■ EXERCISE TASKS:
**A)** List every number written in digits in the Fali Sam Nariman interview extract, in the order they appear.
**B)** From the Fali Sam Nariman interview extract, return the passage that opens with the words containing "Conversation with the living legend of law - Fali Sam Nariman." and closes with "case, unlike us.".

■ PAGE EXTRACT:
Conversation with the living legend of law - Fali Sam Nariman edit

Conversation with the living legend of law - Fali Sam Nariman. Bar & Bench News Network (18 August 2010). Retrieved on 24 December 2013.

  • For aspiring law students I would like to say in your career, never try to show off. There is a tremendous amount of knowledge to be learnt, there is a tremendous amount of experience to be had in the field of law and no one can say “I’m on top and I know everything”. No, you don’t. The moment you say, you know everything, I’m afraid that’s the beginning of your downfall. It’s a never-ending process of learning and humility is essential because you can never learn the law. At the age of 92 my senior Jamsetjee Kanga used to say “I’m still learning” and he really meant it. If an odd chap walked into his chamber, he would just pick up a case and tell us about it, he was like a wizard. He could spot the most important point in the case, unlike us.

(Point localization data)

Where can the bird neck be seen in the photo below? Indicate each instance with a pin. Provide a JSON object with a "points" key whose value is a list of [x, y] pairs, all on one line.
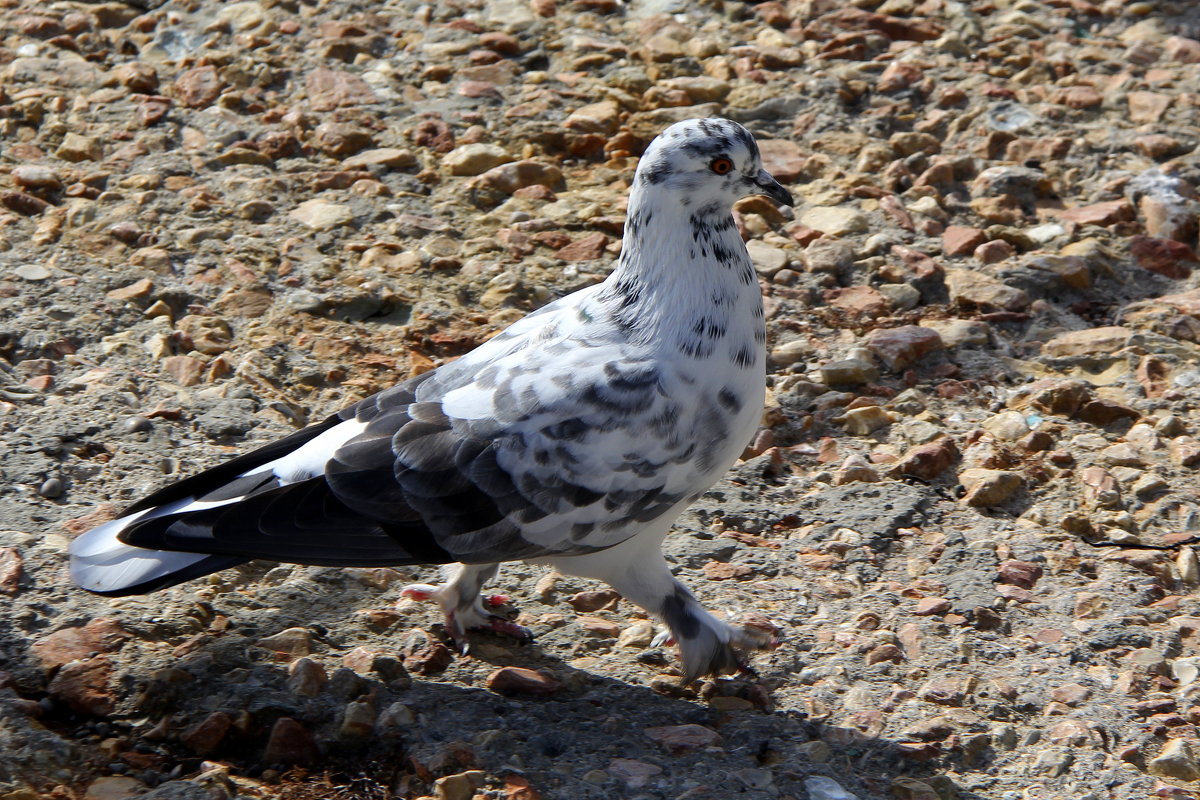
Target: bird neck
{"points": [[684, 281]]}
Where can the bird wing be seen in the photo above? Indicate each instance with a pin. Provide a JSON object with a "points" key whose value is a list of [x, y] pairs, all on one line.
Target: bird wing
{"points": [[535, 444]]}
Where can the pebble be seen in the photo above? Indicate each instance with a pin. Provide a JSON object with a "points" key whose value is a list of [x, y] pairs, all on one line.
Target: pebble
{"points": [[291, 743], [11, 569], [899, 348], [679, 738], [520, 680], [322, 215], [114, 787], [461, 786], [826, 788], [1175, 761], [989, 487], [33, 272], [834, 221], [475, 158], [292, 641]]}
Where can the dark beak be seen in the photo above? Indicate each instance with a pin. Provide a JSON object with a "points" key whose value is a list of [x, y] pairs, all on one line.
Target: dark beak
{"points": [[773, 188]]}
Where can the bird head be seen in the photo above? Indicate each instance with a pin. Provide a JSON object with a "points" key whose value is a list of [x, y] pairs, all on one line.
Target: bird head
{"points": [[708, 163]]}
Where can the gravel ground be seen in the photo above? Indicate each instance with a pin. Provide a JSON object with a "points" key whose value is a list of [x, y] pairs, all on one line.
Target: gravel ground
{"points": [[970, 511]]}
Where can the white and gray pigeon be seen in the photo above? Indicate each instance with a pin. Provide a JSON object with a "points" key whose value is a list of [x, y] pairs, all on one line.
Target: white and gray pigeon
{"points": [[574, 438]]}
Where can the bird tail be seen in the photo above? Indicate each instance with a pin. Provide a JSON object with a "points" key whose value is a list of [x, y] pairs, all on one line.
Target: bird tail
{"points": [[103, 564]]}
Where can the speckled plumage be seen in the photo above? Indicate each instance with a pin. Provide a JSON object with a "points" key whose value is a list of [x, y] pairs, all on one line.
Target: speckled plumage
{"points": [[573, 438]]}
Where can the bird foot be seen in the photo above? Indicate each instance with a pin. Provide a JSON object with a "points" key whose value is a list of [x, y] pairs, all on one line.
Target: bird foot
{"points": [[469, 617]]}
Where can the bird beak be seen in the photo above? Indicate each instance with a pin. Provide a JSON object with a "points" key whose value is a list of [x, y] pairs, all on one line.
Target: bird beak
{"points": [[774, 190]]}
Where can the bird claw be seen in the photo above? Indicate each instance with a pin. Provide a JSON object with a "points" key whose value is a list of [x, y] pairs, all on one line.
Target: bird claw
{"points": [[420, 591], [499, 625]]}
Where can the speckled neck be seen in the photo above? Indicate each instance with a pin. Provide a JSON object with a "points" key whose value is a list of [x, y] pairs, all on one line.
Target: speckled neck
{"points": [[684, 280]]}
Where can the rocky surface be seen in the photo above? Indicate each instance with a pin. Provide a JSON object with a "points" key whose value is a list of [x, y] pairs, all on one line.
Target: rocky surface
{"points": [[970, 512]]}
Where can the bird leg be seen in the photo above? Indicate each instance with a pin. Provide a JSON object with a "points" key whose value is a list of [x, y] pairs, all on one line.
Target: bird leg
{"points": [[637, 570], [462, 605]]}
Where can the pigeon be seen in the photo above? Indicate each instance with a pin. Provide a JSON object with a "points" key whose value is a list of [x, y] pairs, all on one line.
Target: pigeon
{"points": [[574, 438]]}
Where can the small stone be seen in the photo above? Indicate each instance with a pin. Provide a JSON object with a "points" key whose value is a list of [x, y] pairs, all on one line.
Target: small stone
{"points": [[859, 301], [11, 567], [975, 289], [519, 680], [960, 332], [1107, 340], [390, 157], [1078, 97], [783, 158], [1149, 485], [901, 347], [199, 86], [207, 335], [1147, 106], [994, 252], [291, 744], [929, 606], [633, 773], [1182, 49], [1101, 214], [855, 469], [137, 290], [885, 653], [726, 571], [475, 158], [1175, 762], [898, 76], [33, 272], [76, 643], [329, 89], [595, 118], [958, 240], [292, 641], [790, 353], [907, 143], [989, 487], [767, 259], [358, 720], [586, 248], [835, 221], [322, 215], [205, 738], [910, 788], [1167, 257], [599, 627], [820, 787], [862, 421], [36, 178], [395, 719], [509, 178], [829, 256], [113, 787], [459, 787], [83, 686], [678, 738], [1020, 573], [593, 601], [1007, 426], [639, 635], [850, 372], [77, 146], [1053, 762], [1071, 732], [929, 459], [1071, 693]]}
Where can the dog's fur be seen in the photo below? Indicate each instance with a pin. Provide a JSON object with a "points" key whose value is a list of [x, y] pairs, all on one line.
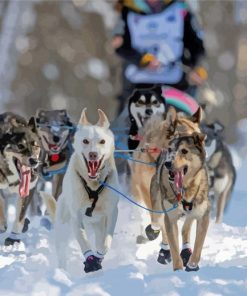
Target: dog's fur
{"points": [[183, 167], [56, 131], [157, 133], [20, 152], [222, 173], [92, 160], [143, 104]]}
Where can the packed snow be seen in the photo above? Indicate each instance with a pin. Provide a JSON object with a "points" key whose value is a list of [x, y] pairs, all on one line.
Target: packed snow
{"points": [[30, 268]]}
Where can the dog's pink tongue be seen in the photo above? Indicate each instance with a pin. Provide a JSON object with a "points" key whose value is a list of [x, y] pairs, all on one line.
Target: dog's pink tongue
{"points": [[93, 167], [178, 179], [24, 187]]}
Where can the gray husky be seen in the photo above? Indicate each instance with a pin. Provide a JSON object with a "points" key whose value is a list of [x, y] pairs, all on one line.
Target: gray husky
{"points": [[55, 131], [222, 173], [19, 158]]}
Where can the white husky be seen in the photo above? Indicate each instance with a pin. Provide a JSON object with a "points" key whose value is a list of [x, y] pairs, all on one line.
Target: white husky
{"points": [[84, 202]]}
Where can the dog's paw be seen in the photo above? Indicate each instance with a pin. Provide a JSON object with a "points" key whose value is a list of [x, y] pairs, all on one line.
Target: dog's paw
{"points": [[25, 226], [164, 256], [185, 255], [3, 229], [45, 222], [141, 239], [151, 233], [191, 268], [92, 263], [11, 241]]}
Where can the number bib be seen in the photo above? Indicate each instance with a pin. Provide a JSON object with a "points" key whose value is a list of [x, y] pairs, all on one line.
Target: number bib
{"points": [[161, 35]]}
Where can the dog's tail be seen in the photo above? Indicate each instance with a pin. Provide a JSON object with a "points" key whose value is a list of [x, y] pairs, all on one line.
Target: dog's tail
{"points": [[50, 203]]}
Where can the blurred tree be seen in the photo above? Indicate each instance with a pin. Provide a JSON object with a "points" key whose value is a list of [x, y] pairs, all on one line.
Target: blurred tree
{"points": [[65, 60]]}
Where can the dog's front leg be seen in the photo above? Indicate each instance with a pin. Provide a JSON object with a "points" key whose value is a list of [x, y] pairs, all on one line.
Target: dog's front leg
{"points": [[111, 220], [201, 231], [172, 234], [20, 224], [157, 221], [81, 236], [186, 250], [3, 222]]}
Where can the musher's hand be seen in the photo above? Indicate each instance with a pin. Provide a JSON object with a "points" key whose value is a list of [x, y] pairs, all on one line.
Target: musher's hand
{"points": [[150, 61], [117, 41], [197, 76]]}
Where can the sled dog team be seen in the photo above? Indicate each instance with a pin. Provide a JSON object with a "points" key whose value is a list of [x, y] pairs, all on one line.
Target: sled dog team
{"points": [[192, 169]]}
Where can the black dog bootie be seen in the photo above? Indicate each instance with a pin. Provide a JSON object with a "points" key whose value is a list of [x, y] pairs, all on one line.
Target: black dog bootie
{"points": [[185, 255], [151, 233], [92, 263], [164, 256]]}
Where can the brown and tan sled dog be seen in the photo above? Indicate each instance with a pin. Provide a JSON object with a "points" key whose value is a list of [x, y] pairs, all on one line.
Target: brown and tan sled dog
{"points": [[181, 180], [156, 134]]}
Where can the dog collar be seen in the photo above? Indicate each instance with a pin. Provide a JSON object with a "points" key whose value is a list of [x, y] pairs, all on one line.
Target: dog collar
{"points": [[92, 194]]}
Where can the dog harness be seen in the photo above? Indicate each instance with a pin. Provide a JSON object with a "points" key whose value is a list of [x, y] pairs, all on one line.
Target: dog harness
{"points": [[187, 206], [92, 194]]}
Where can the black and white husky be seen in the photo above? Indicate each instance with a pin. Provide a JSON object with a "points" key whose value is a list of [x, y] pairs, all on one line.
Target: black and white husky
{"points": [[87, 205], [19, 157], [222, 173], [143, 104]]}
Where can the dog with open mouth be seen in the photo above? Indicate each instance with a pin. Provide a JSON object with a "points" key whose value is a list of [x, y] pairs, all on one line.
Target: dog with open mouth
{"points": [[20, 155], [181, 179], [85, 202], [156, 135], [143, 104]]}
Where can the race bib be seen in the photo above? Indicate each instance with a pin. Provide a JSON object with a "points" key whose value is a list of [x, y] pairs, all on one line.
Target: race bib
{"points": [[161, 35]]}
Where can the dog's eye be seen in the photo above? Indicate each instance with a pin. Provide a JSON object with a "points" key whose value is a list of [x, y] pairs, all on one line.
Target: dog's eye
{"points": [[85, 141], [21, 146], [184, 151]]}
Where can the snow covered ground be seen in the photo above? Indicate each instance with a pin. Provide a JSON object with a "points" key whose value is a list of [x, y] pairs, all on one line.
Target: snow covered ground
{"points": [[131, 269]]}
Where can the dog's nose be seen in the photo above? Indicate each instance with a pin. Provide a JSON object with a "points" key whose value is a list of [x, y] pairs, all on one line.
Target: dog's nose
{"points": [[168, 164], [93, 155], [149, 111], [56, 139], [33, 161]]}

■ RESULTS IN ORDER:
**A)** 18, 2010, 24, 2013, 92

**B)**
Conversation with the living legend of law - Fali Sam Nariman. Bar & Bench News Network (18 August 2010). Retrieved on 24 December 2013.

  • For aspiring law students I would like to say in your career, never try to show off. There is a tremendous amount of knowledge to be learnt, there is a tremendous amount of experience to be had in the field of law and no one can say “I’m on top and I know everything”. No, you don’t. The moment you say, you know everything, I’m afraid that’s the beginning of your downfall. It’s a never-ending process of learning and humility is essential because you can never learn the law. At the age of 92 my senior Jamsetjee Kanga used to say “I’m still learning” and he really meant it. If an odd chap walked into his chamber, he would just pick up a case and tell us about it, he was like a wizard. He could spot the most important point in the case, unlike us.